Alia Ayub hungry for the score in the endzone. Photo courtesy of Louise Smith

In the other pool, which included those that made the greatest advances at Tour (SYC and Punt), there was no certainty who would finish top until the very last results of the day. SYC were on course to hold seed until a somewhat unexpected loss to Punt. Punt’s confident handling and ‘give and go’ movement won them that first crucial upwind point. Their continued patience earned them a significant lead which SYC didn’t have enough time to comeback from, eventually winning the game 5-3.

This threatened to engineer a three-way tie, which would have seen Iceni Savage scrape the top spot (and a guaranteed semi final) on points difference assuming Punt won their final game against Seven Sisters (or Sistaz). However, the Brighton outfit had finally found their form after a solid defeat to Savage, with captain Kate Ford crediting a team agreement to play more inventively in spite of the challenging weather, as the turning point. They went on to win a highly competitive but markedly spirited game with players making calls against themselves even in high stakes situations. In fact, it wouldn’t be a surprise to find Seven Sisters walking away with the spirit award for the second time. Nevertheless, their victory meant that SYC had escaped dropping seed after all.

As a result of their loss to LLL, Bristol met Iceni in the semis yet again. However, this time round it was a much closer affair. It was a tense first half with Bristol patiently exploiting the width of the pitch and getting under any swirling Iceni discs. But, after having taken the game to 6-6, Bristol unfortunately lost their momentum and Iceni closed out the game 10-6. As a result, Bristol are still chasing their first final of the season and would surely have relished the opportunity to replay SYC after losing to a phenomenal comeback from the Londoners at Tour 1. Will they manage it at Tour 3? Equally, will Leeds continue to climb the rankings? Despite an 11-6 scoreline that suggests SYC somewhat comfortably advanced to the last two, LLL actually won the second half. However, not being able to cope with SYC’s efficient transition from D to O cost them dearly at the beginning of the game, creating a considerable margin that LLL were unable to close.

Iceni Savage had the potential to cause an upset, yet both a clinical Bristol and resilient Seven Sisters performance left them unable to capitalise on the top 4 position they had earned by the end of Saturday. However, with no Savage team attending Tour 3, it’s hoped that teams such as Swift, Crown Jewels and Relentless will be able to push up the table and cause some upsets.

★ ★ ★ ★

**ACTION ITEM A**: Decide whether each statement agrees with the tournament report, answering yes or no and quoting the deciding words of the report: (i) Iceni beat Bristol 10-6 in the semi final; (ii) LLL won the first half of their game against SYC; (iii) a Savage team will attend Tour 3.
**ACTION ITEM B**: Carry on writing the tournament report, starting after its last sentence.

Region pointing data:

★ ★ ★ ★

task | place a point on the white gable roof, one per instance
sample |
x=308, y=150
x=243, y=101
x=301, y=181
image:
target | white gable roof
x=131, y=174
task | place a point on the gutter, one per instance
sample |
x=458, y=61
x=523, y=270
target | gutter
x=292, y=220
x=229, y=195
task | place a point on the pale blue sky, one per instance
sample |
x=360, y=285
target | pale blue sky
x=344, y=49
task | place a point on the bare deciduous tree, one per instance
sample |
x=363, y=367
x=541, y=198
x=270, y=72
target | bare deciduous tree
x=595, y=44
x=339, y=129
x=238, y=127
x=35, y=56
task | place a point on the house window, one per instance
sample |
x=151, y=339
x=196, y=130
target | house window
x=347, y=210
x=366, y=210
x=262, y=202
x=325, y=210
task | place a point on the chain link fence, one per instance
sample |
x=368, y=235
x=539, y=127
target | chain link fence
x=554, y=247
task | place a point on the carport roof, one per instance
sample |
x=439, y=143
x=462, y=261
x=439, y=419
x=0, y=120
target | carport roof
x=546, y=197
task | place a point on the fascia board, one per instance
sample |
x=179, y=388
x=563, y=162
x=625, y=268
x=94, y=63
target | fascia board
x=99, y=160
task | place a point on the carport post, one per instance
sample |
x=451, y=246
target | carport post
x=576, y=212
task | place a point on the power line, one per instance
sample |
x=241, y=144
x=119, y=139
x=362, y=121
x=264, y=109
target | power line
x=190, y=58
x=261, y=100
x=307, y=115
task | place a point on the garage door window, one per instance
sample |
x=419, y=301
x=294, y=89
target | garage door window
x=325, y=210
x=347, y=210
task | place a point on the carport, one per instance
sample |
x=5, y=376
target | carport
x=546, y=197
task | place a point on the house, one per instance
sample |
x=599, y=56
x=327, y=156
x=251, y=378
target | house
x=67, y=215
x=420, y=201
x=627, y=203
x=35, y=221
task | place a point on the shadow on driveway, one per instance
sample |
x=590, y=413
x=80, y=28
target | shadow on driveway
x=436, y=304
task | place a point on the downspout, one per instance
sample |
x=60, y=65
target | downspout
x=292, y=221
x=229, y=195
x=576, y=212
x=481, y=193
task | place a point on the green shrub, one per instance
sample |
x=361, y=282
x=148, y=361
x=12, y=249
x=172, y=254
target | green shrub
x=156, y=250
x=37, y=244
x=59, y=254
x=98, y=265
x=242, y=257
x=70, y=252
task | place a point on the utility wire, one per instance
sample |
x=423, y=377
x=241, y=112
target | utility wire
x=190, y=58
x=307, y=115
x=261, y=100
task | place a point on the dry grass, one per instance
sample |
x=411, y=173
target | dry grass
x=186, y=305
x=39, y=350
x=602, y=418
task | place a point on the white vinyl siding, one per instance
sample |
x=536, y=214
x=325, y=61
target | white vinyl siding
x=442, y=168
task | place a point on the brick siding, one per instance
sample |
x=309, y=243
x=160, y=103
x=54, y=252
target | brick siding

★ ★ ★ ★

**WRITTEN RESPONSE A**:
(i) Yes: "Iceni closed out the game 10-6."
(ii) No: "LLL actually won the second half."
(iii) No: "with no Savage team attending Tour 3"

**WRITTEN RESPONSE B**:
Punt showing off their ‘ups’ during their game against SYC. Photo courtesy of Louise Smith

In contrast to London’s Calling, Tour 2 suggests that the women’s tour is hot on the heels
of Iceni who were particularly tested on the Sunday to ensure they retained the top spot. The final was an extremely hard fought contest which I believe was crucially determined by Iceni managing to not only turn over the disc after having started on D, but then managing to slot in their first upwind score. From this point the two teams traded to half. SYC were unfortunate to not translate ridiculous possession saving grabs up high and horizontal, particularly from key handler, Emma Woodwark, into the breaks they were chasing. Nevertheless, a further source of spectacle was a fantastic match up between World Games hot shots, Jenna Thomson and Bex Forth. Even though Jenna got both a point block and a big lay out D in the end zone on the Iceni captain, Bex still managed to bring home the majority of her team’s points. Moreover, after the half Iceni then had the advantage of starting on offence downwind. This was subsequently topped off with a second upwind point. Thus, despite a highly contested game, Iceni were yet again victorious, with the final ending 12-7.

Movements in the Womens Tour. Courtesy of Wayne Retter.

Even though the wind proved to be both frustrating and tedious, every team upped their game and these improvements are certain to bear fruit in Cardiff. Here’s hoping that the final instalment before Nationals will produce even tighter score lines (and more of them!) that demonstrates an increasingly competitive and high quality level of women’s Ultimate in the UK.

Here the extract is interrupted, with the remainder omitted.